-- Provided text follows --

Though they look similar on the surface, evidence in ESSA is very different from evidence in NCLB. In NCLB, "scientifically-based research" just meant that a given program or practice was generally consistent with principles that had been established in research, and almost any program can be said to be "based on" research. In contrast, ESSA standards encourage the use of specific programs and practices that have themselves been evaluated. ESSA defines strong, moderate, and promising levels of evidence for programs and practices with at least one significantly positive outcome in a randomized, matched, or correlational study, respectively. NCLB had nothing of the sort.

To illustrate the difference, consider a medical example. In a recent blog, I told the story of how medical researchers had long believed that stress caused ulcers. Had NCLB's evidence provision applied to ulcer treatment, all medicines and therapies based on reducing or managing stress, from yoga to tranquilizers, might be considered "based on scientifically based research" and therefore encouraged. Yet none of these stress-reduction treatments were actually proven to work; they were just consistent with current understandings about the origin of ulcers, which were wrong (bacteria, not stress, causes ulcers).

-- Provided text concluded --
-- Listed entries follows --

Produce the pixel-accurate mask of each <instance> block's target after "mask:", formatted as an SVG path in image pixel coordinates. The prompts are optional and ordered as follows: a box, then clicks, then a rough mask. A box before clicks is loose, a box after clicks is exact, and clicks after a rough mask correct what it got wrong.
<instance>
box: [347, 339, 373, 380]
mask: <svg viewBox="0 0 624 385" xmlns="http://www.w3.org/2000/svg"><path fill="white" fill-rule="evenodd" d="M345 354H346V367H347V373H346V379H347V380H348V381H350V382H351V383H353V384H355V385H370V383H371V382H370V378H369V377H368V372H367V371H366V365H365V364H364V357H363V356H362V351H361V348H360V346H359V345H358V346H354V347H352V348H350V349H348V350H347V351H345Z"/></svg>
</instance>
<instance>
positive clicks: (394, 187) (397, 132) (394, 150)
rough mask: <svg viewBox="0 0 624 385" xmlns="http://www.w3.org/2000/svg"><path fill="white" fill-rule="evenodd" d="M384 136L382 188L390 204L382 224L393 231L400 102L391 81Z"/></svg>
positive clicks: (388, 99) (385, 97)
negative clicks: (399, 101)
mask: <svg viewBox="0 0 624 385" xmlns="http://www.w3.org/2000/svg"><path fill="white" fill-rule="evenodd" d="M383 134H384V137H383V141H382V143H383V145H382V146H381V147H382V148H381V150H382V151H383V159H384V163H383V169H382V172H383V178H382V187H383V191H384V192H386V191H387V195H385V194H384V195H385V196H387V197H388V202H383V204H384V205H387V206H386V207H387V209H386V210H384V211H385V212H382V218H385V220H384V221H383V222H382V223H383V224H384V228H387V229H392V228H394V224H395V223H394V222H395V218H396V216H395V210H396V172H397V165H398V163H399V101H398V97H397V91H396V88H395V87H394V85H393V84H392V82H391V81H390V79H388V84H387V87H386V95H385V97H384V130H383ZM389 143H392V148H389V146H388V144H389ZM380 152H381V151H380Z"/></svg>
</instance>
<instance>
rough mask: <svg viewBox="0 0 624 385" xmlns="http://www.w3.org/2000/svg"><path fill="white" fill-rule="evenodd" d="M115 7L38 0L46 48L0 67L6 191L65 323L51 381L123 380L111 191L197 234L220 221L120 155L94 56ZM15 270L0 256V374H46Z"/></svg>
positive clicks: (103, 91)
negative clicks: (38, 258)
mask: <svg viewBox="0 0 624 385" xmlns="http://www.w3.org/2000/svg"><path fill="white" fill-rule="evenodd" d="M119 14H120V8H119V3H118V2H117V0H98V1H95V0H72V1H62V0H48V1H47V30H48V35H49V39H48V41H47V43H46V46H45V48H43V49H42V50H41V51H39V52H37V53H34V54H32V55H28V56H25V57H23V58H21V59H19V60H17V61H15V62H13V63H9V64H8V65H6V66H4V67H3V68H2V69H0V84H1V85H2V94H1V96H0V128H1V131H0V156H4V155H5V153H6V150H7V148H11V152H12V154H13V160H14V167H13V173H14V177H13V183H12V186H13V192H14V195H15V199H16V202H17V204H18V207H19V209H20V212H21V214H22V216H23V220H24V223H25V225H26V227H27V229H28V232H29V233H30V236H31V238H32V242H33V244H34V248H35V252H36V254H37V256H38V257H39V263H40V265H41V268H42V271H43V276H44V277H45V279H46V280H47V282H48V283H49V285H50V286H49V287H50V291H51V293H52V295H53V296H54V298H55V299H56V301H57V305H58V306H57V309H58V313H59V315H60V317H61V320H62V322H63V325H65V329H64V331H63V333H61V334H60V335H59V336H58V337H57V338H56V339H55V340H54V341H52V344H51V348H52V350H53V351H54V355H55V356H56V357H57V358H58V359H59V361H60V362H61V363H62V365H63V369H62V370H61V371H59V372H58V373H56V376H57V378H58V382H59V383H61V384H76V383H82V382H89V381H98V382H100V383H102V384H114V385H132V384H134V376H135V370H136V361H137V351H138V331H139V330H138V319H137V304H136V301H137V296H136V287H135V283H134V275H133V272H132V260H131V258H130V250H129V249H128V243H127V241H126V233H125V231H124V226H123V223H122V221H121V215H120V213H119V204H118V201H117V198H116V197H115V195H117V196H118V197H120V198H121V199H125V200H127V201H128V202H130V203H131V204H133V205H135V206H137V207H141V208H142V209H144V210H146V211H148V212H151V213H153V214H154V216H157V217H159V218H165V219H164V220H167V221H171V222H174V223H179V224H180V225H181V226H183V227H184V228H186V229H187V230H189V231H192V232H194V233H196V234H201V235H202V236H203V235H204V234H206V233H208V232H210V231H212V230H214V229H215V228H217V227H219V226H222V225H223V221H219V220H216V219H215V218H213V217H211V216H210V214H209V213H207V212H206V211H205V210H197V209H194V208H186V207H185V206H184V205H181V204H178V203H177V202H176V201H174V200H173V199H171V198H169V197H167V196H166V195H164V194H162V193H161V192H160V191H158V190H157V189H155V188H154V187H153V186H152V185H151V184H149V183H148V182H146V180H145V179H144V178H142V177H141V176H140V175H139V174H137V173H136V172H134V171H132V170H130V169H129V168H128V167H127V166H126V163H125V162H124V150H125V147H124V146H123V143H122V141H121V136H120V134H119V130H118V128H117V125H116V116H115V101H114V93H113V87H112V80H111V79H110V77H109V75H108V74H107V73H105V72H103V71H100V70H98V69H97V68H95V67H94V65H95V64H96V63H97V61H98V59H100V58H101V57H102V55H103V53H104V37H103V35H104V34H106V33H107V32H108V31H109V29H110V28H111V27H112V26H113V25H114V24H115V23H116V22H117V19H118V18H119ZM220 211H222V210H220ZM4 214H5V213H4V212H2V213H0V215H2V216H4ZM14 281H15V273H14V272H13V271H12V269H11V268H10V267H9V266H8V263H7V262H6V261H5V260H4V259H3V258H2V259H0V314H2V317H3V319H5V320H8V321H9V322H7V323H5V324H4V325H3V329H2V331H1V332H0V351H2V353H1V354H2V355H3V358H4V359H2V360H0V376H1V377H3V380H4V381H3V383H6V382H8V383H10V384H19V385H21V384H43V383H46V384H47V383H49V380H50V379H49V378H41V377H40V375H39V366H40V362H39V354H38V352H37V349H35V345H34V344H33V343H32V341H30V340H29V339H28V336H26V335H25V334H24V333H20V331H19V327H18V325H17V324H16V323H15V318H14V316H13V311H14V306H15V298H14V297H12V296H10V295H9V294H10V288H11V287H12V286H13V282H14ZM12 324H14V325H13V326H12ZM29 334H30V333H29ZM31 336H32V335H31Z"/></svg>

-- Listed entries concluded --

_Tasks to carry out_
[A] Translate this sentence from the passage on evidence standards in ESSA and NCLB into Spanish: "To illustrate the difference, consider a medical example."
[B] According to the passage on evidence standards in ESSA and NCLB, what causes ulcers?
The records have nothing to do with the tasks.

_Task-by-task solutions_
[A] Para ilustrar la diferencia, considere un ejemplo médico.

[B] Bacteria, not stress.